Set task. Copy all of the data below line for line, changing nothing.

Provided records.
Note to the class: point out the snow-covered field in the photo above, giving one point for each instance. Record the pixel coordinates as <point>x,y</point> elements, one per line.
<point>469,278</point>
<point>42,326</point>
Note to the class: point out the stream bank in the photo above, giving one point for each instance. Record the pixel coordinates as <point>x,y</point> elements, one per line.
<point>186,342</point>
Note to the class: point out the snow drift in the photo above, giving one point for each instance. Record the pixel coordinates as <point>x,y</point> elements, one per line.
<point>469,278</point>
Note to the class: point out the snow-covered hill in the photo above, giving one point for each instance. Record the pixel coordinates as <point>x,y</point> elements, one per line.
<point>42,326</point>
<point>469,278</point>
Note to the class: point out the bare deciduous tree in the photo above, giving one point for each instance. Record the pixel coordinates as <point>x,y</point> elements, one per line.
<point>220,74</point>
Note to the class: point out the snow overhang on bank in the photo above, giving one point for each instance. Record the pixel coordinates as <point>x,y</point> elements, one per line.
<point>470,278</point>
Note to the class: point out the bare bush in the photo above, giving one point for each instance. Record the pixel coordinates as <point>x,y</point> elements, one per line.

Solution for this task.
Note to the class: point out the snow-covered field in the photo above, giving one point for each instance. Record the pixel coordinates as <point>x,y</point> elements, one per line.
<point>469,278</point>
<point>42,326</point>
Note to the class: point out the stream bank in the photo above, giving one point for each instance. Record the pixel coordinates as <point>x,y</point> elements, one per line.
<point>186,342</point>
Note to the class: point out the snow drift in the photo above, giving one point for each instance. Record the pixel coordinates as <point>x,y</point> elements, one per line.
<point>469,278</point>
Note to the class: point out the snow-covered hill in the photo above, giving one point for each instance. Record the pixel coordinates as <point>x,y</point> elements, one per line.
<point>42,326</point>
<point>469,278</point>
Note to the class: point out the bare deciduous tree in the photo above, giving one point for each instance. Record the pixel coordinates as <point>x,y</point> elements, one per line.
<point>220,74</point>
Note to the class: point out the snow overhang on bank in the photo above, giving one point for each instance. Record the pixel coordinates as <point>x,y</point> elements, one per line.
<point>470,278</point>
Note to the class: point out the bare bush in the photo above, giving one point for each instance. Record the pixel coordinates as <point>x,y</point> elements, one per line.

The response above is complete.